**WHAT IS ASKED:**
Extend the reader comment thread below on a short story excerpt by writing the comments that come next after its final one.

**SELECTED PASSAGE:**
Great snippet. I really like this story.
You’ve created some beautiful suspense here, Veronica. Where’s the corner of the page, I want to turn it. 🙂
Your comment had me laughing out loud here – thank you!
There is some great suspense here- I hope the guys trust her and agree to talk to her or I’m guessing they’ll be trouble.
Yeah this excerpt has strong tension. The scene could go either way, the guys could completely dismiss her–and not in a friendly way–or they could listen and readers might get to find out more interesting stuff 🙂
nice job! I like the tense set up with her chasing after them to get information!
I really appreciate everyone’s comments. I’m definitely going to finish this one, have to figure out how to work it into my schedule though. Sigh.
Oh, this is some wonderful writing. That descriptive paragraph (of soldiers) was perfect. I love that picture, too.
Yum on the soldiers. Terrific writing, Veronica. More, I want more.
Fantastic descriptions! I could see them clearly!. Love the last line. Leaving us to wonder what the answer will be. 🙂
And just what is Kyle’s relationship to the other shifters? This could be interesting.
Very descriptive! You keep the tension building. I can’t wait to read more!
Great snippet – charming soldiers. Quite a lot of tension building up in just a few sentences!
I agree with everyone else about the tension, and there is so much suggested by your description of the soldiers. Really looking forward to finding out more!
Very nicely done – definitely want to read more (when will this be published?). I was a tad confused because she runs in the direction of the stables (so my mind placed her outdoors) but then she looks up and down the hall. Perhaps another statement or bit indicating they hadn’t exited the building yet?
Good job.
Sorry for the confusion, sometimes when I’m putting together the 8 sentences a few details get lost but yes, in my mind, she’s still inside the castle and so are they, they haven’t exited into the courtyard to walk to the stable. Thanks for catching that!
I can’t wait to see their reaction! And I wonder if the witches even admitted he was there? This is gonna be good . . .
Nice detail. Enjoyed your snippet.
Great imagery and tension in this short snippet!
Lovely 8. I can’t wait for the next installment. I also love your Cleopatra paper dolls.
(I loved the paper dolls too, TYVM! Sometimes having a blog is an EXCELLENT excuse for doing stuff like playing with vintage paper dolls 🙂
Nice job. I like the description of the soldiers.

**DATA:**
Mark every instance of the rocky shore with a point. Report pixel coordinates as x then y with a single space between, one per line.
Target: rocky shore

**EXPECTED OUTPUT:**
Great! I love the suspense!
Exciting development. The details in your world building for this story are fantastic, Veronica.
I love your use of small details here–the cloaks, the eyes, the grabbing of the hilt. She’s put herself into a tense situation; she’s brave. I hope her courage sees her through.
The way you describe the soldiers creates a really clear picture. As a new reader without the background for this story, I really want to know if they have come about Kyle, and if they’ll give some time to listen to Caitlyn.
Oooh, what happened to Kyle?? Great snippet and I want to read more!
So yes, they HAVE come about Kyle, they didn’t like the answers they got and…ok, I’ll continue with another excerpt in this thread next week LOL. I might self pub this one, when I get the chance to finish it. You all are very encouraging & I thank you!
Sounds like they haven’t experienced much welcome or gotten answers they sought. Nicely done, Veronica. 🙂
This snippet aroused my curiosity for sure! I wonder why they’d assume she was a servant of the Witch Queen? Why isn’t it safe to talk there? Questions and more questions! And the last line is quite the cliffhanger. You’re doing your job!
Excellent description and tension in this scene, Veronica!
Great build-up in this scene *mental picture of handsome, green-eyed men helps too*
Great description of the soldiers!
loved the implied tension between the Witch Queen and the shifters. Nicely done.
Ooo! Love the details! The soldiers sound handsome and scary! Intrigued! 😀
More secret and mystery. Nice snippet.
Intriguing scene there.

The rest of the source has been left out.